• The problem: Having located "Where can the dog be" in the records below, repeat exactly the line it is on and all subsequent lines, ending with the last.

### Material for the task

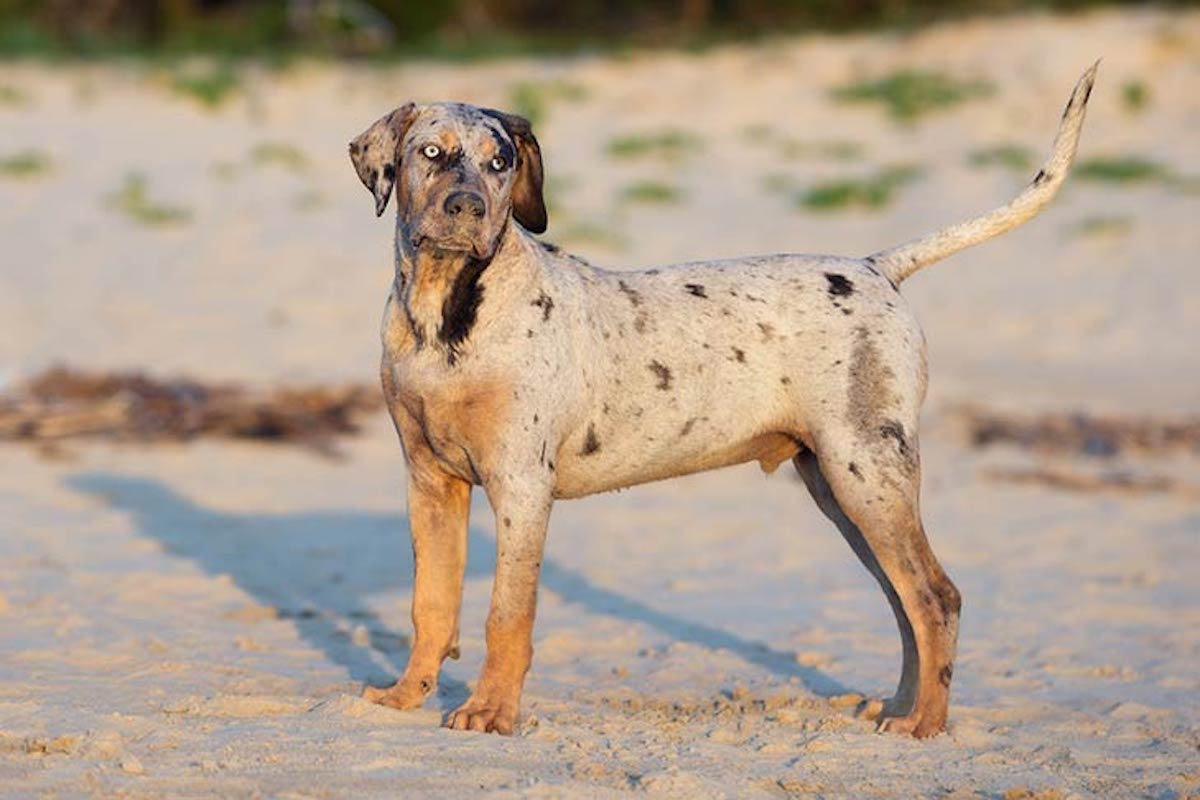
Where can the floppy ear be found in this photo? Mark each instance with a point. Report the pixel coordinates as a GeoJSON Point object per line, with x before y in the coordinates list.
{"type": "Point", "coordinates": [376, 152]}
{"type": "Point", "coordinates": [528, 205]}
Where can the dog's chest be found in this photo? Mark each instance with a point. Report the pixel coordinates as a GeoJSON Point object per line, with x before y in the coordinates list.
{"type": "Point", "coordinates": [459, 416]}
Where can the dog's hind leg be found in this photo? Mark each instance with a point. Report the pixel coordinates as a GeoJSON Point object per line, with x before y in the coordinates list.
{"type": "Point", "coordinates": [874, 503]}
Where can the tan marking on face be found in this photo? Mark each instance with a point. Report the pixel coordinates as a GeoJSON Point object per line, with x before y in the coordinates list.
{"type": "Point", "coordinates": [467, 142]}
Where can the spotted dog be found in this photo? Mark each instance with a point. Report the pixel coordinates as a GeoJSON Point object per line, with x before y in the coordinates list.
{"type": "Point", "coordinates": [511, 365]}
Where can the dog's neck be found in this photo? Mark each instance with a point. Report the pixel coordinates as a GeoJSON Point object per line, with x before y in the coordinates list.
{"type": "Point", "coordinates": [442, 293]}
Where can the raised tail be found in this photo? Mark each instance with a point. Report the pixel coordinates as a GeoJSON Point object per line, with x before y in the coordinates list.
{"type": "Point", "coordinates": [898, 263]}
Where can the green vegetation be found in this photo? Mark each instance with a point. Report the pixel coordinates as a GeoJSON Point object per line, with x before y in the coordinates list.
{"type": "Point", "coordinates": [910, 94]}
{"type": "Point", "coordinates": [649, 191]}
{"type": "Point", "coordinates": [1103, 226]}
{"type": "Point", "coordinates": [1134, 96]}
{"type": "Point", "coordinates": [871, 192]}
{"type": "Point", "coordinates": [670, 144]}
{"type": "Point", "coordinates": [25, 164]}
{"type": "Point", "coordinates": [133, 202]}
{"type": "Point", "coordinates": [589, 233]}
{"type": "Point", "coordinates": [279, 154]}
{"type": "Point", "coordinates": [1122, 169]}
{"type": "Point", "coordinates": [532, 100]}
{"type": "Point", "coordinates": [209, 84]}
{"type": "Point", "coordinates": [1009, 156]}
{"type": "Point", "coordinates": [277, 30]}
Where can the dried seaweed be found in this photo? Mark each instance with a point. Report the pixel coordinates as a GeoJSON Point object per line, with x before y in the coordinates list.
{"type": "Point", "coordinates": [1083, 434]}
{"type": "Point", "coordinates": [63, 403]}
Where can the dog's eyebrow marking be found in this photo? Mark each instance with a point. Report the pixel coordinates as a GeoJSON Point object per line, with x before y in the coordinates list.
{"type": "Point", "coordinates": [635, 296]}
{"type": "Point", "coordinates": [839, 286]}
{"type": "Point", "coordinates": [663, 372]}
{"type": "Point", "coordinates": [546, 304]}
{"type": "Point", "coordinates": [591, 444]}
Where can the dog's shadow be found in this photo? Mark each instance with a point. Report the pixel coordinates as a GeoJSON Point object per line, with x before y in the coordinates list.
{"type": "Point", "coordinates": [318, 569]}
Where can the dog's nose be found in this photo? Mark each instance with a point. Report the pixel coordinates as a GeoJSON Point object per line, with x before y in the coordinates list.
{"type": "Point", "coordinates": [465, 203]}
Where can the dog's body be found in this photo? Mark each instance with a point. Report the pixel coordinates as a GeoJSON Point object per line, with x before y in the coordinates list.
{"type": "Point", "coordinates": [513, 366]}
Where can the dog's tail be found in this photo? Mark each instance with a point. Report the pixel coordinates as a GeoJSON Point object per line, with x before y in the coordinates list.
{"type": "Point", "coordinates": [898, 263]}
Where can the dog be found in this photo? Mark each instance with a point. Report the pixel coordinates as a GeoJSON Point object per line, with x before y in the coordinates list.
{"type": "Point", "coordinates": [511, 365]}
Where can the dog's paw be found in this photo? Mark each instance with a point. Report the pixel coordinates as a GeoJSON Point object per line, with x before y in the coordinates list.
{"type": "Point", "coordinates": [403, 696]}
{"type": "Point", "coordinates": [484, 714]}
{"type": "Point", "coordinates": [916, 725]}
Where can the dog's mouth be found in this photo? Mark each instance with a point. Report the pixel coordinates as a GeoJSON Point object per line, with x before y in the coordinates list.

######

• Answer space:
Where can the dog be found in this photo? Mark each instance with a point. Report the pixel coordinates as a GeoJSON Point object per line, with x before y in the coordinates list.
{"type": "Point", "coordinates": [511, 365]}
Where can the dog's paw be found in this photo? Mark each instance with a point. Report the pixel coordinates as a GeoJSON Point object per line, with x before y in the coordinates list.
{"type": "Point", "coordinates": [403, 696]}
{"type": "Point", "coordinates": [484, 714]}
{"type": "Point", "coordinates": [916, 725]}
Where can the dog's mouth be found in this photo? Mark each instance with a point. Report the pixel coordinates as a GeoJSON Point object per line, with x before y in the coordinates list.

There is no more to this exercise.